[Instruções]
Pode dar sequência ao relato da travessia pelo Vale do Quilombo, começando logo depois da última frase apresentada?

::: Documento de origem

Treze anos se passaram e mta coisa mudou desde então: não existe mais a muvuca riponga e os assaltos diminuíram, o trem já não para na vila, demandando baldeação em R Gde da Serra, mas principalmente, criou-se um parque municipal q restringe o acesso independente a estes belos atrativos s/ a necessidade de um monitor q te leve de mão-dada. Entretanto, nada impede q essa outrora tradicional travessia seja feita no sentido inverso, começando do asfalto, desviando da Serra do Morrão ate subir o Vale do Quilombo montanha acima. Basta somente fôlego e mta força nas pernas. Dito e feito, num simplório bate-volta de fds, refizemos os passos daquela ocasião pra descobrir q independentemente do sentido feito, essa travessia continua sendo um ótimo programa prum domingo de sol.

Saltamos em Cubatão as 9hrs, após uma hora descendo a serra sob um dia promissor de sol, céu azul e algum trânsito na estrada. Lá, eu, Thiago e Nando aguardamos o busão q nos levaria à Cosipa, q só partiu da pequena rodoviária meia hora depois. Atravessamos td centro de Cubatão com certa lentidão pra pegar novamente estrada depois. Enfim, desembarcamos às portas da Cosipa (atual Usiminas) as 9:50, já pondo pé-na-estrada em direção à Piaçangüera. Antes , porem, uma breve parada pra dar um “oizinho” básico na Bar da Neuza, e ter um pequeno dedo de prosa com a simpática senhora.

Estamos a quase 20m de altitude, segundo o gps do Nando.
Passamos por baixo do viaduto até dar no alto, e dali ganhar o acostamento do asfalto da Piaçangüera, sentido Guarujá, q por sua vez se encontra distante uns 21km. Já de cara a rodovia contorna o sopé da Serra do Morrão, cujas encostas estão tomadas – alem da vegetação – pelas precárias residências de alvenaria da favela Mantiqueira. Mas logo a montanha apresenta-se isenta de td e qq vestígio humano, mostrando suas encostas íngremes forradas de densa mata. A caminhada pelo asfalto, por sua vez, neste trecho é tradicionalmente enfadonha, sempre atentando pros veículos na direção oposta. No caminho, uma placa indica estarmos deixando o município de Cubatão pra adentrarmos nos limites de Santos.

As 10:25 deixamos o asfalto pra adentrar numa estradinha de terra à esquerda, a Estrada do Vale do Quilombo. Aqui a caminhada torna-se mais agradável, já q a presença de mato de ambos os lados e o som onipresente de água correndo nalgum canto soa como musica aos ouvidos. Podemos perceber q ainda contornamos as encostas verticais da face sudeste da Serra do Morrão, sempre adentrando cada vez mais no vale do Quilombo, cujo rio ouvimos marulhando nalgum canto longe, à direita. A medida q avançamos, subindo imperceptivelmente, os bucólicos sítios, chácaras e recantos vão rareando, dando lugar apenas a somente mata nos abraçando por td lado, principalmente por lírios-do-brejo e uma flor vermelha ornando suas margens em belos canteiros. A estrada, por sua vez, vai se estreitando cada vez mais e cruza alguns pequenos córregos ate entrar numa gde e aprazível floresta, onde o frescor da sombra nos é bem-vindo numa hora em q o sol costuma estar à pino e o calor, sufocante.

::::::
::: Lista de dados

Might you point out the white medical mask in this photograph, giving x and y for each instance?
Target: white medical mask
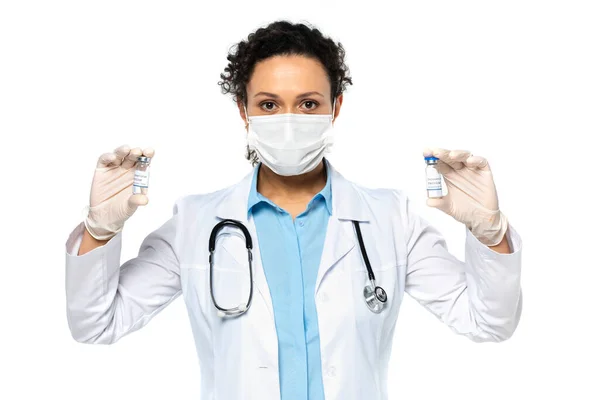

::::::
::: Lista de dados

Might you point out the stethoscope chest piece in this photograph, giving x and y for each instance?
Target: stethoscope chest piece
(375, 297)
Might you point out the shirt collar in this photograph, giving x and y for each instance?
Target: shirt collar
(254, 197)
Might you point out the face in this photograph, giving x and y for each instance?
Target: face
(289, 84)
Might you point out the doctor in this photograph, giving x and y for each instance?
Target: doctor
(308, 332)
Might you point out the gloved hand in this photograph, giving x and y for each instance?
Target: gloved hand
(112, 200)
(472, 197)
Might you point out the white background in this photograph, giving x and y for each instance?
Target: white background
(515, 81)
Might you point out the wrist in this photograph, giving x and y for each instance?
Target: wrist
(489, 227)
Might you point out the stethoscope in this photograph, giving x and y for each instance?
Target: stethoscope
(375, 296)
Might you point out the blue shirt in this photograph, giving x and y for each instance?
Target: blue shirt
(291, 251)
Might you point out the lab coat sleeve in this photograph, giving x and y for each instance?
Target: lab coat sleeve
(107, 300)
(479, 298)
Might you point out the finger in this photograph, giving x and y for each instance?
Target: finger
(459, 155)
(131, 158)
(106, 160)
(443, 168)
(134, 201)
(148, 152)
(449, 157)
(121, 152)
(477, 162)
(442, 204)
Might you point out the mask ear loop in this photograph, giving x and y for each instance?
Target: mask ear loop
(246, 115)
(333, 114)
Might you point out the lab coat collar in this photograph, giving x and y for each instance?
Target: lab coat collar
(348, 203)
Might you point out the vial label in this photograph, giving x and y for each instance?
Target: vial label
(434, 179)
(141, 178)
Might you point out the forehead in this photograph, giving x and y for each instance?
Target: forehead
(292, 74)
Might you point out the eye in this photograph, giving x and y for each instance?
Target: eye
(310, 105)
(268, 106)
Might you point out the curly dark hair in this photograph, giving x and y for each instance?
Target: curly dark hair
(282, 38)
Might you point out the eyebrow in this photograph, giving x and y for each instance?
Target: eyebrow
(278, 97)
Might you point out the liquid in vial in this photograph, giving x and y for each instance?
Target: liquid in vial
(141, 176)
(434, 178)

::::::
::: Lista de dados

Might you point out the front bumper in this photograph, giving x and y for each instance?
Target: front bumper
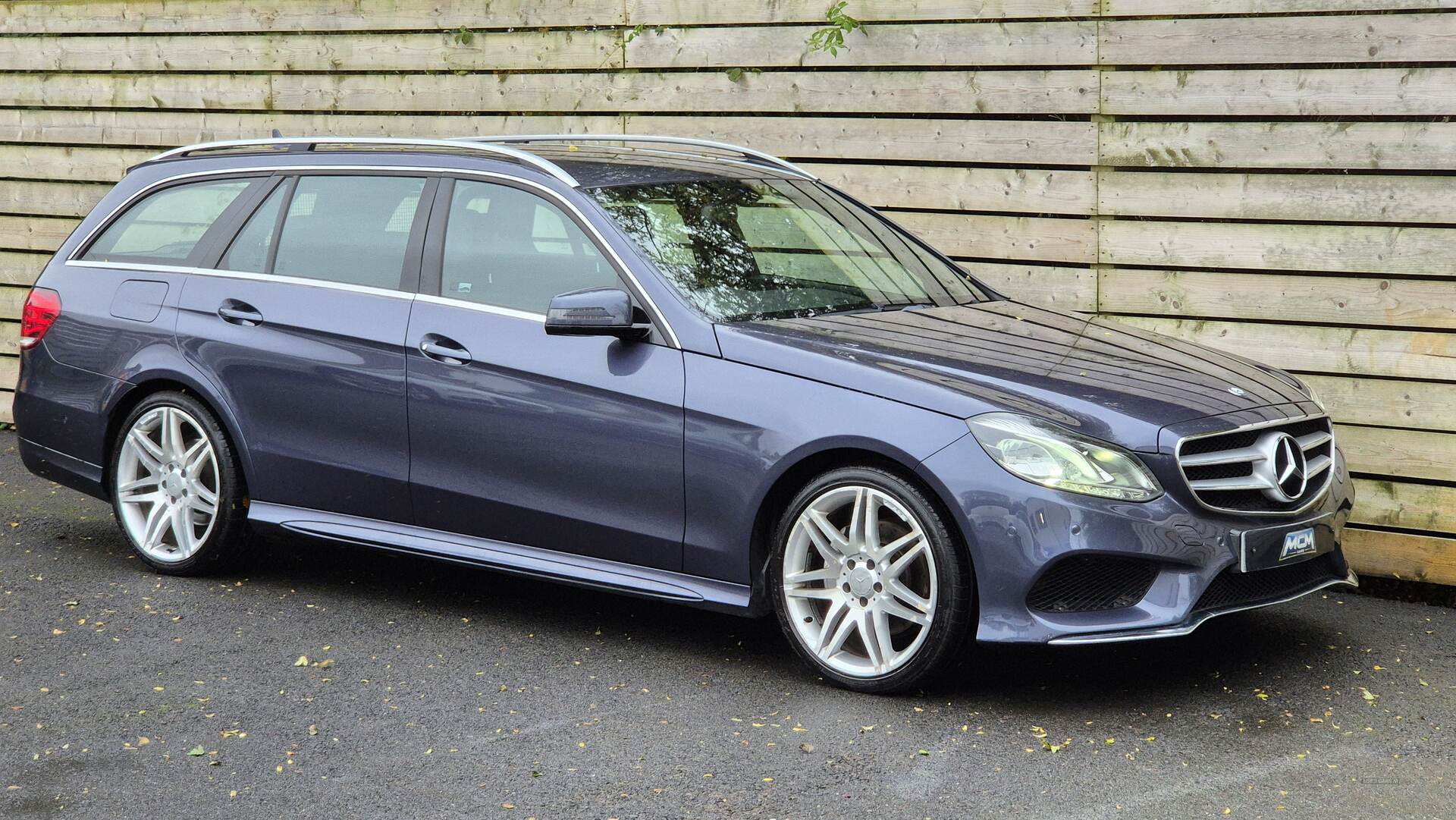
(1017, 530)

::::::

[Resposta da tarefa]
Mas após quase 7km percorridos, as 11:50, desembocamos no final da estrada, às margens do grandioso Rio Quilombo. Aqui cruzamos o rio através de uma duvidosa ponte pênsil q alem de balançar bastante, as tabuas remanescentes de seu piso não mostram lá mta firmeza, o q nos obriga a praticamente a ir rente aos cabos de sustentação por segurança. Na outra margem, basta tomar uma larga picada acompanhando o rio q num piscar de olhos damos na chamada Represa do Quilombo, um belo local onde as águas do rio são represadas formando um enorme piscinão. Lógico q naquele horário de sol radiante do meio-dia, nos presenteamos com uma breve parada pra banho e beliscar alguma coisa.Que o digam o Nando e Thiago.

Logo depois retomamos a pernada, agora tomando uma discreta trilha q acompanha o rio, beirando sua margem direita. Inicialmente a picada costeia uma íngreme encosta pra depois nivelar num cruzamento onde outro tributário deságua no rio principal. Este trecho é mto bonito, e alem de ter vários outros belos poços pra banho tem uma bela perspectiva do interior do vale. Mas a hora de contemplações dura pouco pq logo a vereda (bem óbvia) mergulha novamente na mata, sempre acompanhando o rio pela direita, agora ganhando um pouco mais de altitude. Aqui cruzamos pequenos córregos, desviamos de alguma mata caída até dar em boas áreas planas, ideais pra acampamento, q já sinalizam q devemos passar à outra margem do rio, às 12:50.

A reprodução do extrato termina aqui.